The required output is the line containing "find the mossy" through the final line of the material below, printed exactly, with no other lines.

*** Opening DATA EXTRACTS ***

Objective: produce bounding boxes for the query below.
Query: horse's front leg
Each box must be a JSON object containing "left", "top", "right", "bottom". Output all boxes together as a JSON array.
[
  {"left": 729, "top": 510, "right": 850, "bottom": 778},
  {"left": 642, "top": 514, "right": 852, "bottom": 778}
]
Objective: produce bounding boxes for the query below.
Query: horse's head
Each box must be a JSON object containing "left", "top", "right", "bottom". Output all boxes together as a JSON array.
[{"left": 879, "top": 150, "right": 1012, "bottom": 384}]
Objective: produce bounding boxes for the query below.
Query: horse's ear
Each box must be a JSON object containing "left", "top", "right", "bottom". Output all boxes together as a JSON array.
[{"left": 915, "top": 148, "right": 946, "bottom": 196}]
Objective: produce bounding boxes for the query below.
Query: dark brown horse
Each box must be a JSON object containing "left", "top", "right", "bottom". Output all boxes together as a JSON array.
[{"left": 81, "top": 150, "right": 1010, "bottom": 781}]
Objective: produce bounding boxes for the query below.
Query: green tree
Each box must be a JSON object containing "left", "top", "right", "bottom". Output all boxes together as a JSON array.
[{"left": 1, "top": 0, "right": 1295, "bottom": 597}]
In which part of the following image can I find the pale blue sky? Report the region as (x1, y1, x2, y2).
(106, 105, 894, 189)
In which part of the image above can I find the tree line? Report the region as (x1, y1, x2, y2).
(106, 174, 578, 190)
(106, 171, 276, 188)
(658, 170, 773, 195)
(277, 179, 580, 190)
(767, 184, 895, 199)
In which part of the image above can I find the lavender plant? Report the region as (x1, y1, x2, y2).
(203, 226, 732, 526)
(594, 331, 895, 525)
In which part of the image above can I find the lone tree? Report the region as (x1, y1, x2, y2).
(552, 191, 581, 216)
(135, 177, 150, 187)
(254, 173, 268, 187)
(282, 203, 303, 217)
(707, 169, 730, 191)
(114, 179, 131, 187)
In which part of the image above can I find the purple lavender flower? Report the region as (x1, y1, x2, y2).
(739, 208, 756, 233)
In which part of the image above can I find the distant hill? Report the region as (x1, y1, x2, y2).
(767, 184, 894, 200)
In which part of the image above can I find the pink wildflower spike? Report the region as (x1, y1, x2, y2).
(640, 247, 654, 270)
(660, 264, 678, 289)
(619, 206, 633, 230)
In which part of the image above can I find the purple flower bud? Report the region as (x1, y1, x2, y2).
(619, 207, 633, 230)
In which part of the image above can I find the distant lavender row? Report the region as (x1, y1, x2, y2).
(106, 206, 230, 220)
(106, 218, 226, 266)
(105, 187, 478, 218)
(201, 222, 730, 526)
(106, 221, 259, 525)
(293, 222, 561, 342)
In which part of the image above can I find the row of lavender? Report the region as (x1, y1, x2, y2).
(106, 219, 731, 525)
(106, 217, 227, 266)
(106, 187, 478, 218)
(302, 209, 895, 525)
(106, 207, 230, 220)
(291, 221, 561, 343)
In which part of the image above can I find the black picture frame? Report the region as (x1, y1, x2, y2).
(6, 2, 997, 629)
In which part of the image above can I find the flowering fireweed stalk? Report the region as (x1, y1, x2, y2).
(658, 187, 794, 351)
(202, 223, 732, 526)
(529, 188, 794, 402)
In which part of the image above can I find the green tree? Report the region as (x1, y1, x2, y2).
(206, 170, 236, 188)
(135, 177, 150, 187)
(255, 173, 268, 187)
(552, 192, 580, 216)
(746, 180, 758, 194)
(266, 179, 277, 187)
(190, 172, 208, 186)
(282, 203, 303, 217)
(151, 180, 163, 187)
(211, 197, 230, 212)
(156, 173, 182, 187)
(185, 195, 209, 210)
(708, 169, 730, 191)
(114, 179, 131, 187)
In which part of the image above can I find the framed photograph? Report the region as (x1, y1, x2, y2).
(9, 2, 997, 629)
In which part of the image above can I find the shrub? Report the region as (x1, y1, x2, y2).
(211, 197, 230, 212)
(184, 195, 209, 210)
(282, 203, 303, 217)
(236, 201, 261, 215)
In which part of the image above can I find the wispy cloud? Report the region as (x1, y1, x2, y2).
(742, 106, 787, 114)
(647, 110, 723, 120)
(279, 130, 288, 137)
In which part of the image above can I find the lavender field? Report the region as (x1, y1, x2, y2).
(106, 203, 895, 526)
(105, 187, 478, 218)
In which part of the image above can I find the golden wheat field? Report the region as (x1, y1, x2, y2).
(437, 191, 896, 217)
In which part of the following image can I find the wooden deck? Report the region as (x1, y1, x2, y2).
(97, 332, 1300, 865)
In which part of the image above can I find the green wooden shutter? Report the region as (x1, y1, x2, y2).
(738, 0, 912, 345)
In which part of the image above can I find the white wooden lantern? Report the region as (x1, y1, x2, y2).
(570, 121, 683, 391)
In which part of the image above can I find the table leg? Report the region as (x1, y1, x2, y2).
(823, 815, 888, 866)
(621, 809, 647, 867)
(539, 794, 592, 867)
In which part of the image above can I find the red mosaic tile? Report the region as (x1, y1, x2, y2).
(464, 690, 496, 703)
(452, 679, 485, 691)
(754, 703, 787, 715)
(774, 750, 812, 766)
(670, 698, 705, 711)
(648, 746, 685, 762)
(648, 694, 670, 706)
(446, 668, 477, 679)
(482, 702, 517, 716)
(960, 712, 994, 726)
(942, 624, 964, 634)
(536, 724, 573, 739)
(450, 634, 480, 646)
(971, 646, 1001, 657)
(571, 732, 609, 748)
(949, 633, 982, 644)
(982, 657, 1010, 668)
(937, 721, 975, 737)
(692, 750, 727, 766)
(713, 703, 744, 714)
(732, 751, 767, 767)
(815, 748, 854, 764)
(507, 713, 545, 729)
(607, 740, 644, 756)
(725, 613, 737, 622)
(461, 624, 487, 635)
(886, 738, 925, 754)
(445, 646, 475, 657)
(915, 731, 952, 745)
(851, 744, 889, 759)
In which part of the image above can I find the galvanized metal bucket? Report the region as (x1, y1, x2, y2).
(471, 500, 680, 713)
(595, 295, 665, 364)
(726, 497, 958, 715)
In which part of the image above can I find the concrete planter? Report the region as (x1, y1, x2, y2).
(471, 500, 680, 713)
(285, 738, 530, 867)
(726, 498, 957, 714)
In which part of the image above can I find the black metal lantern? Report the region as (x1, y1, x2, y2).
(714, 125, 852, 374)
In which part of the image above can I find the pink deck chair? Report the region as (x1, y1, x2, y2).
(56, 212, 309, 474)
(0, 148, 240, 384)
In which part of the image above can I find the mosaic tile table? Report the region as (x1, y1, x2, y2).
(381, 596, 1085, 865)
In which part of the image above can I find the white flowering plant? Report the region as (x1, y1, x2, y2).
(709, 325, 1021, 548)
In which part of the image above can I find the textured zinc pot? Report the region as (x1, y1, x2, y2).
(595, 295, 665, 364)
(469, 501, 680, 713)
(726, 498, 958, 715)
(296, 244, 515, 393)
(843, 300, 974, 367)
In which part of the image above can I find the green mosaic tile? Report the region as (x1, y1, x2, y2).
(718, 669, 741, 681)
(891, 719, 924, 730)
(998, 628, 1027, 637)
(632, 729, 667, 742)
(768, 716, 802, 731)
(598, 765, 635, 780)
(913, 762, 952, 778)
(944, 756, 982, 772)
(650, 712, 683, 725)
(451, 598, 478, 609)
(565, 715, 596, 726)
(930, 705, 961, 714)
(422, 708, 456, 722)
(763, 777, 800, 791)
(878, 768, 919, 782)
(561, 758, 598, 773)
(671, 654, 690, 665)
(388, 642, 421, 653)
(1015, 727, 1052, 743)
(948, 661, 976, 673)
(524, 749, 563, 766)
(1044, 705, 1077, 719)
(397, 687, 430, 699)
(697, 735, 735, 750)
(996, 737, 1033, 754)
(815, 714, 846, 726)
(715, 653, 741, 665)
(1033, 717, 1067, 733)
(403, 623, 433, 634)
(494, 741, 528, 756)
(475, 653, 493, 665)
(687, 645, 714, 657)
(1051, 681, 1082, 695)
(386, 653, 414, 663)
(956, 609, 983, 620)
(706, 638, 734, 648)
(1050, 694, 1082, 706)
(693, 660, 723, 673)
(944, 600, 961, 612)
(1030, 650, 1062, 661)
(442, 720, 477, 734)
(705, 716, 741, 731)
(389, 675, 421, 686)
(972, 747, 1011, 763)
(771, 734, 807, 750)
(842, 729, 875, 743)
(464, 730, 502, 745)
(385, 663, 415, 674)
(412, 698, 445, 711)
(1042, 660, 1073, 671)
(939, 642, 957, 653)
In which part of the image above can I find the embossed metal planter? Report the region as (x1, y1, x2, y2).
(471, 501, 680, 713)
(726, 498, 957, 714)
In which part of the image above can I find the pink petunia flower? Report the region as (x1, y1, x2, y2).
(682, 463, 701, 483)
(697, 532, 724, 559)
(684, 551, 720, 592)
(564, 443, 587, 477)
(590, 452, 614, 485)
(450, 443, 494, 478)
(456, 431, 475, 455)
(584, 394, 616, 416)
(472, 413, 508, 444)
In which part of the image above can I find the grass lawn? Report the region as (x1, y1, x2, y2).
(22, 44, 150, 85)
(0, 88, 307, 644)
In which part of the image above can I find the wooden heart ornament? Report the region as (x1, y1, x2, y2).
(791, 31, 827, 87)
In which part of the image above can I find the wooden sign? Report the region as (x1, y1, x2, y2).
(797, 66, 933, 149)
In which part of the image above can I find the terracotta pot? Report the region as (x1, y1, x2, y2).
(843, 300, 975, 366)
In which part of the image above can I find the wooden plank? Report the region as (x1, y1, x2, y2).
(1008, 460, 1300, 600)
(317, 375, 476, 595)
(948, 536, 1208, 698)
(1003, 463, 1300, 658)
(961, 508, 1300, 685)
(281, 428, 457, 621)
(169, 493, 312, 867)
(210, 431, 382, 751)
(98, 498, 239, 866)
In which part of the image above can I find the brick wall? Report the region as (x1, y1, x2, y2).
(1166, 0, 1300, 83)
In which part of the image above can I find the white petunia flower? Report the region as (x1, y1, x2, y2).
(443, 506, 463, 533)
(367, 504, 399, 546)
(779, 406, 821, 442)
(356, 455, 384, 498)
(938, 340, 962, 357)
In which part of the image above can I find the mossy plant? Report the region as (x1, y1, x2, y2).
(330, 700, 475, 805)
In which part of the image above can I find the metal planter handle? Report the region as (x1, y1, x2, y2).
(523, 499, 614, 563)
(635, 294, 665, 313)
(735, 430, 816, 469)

*** Closing DATA EXTRACTS ***

- **ANSWER TO THE PROBLEM**:
In which part of the image above can I find the mossy plant? Report the region as (x1, y1, x2, y2).
(330, 700, 475, 805)
In which part of the image above can I find the metal planter handle? Report the region as (x1, y1, x2, y2).
(523, 499, 614, 563)
(635, 294, 665, 313)
(735, 430, 816, 469)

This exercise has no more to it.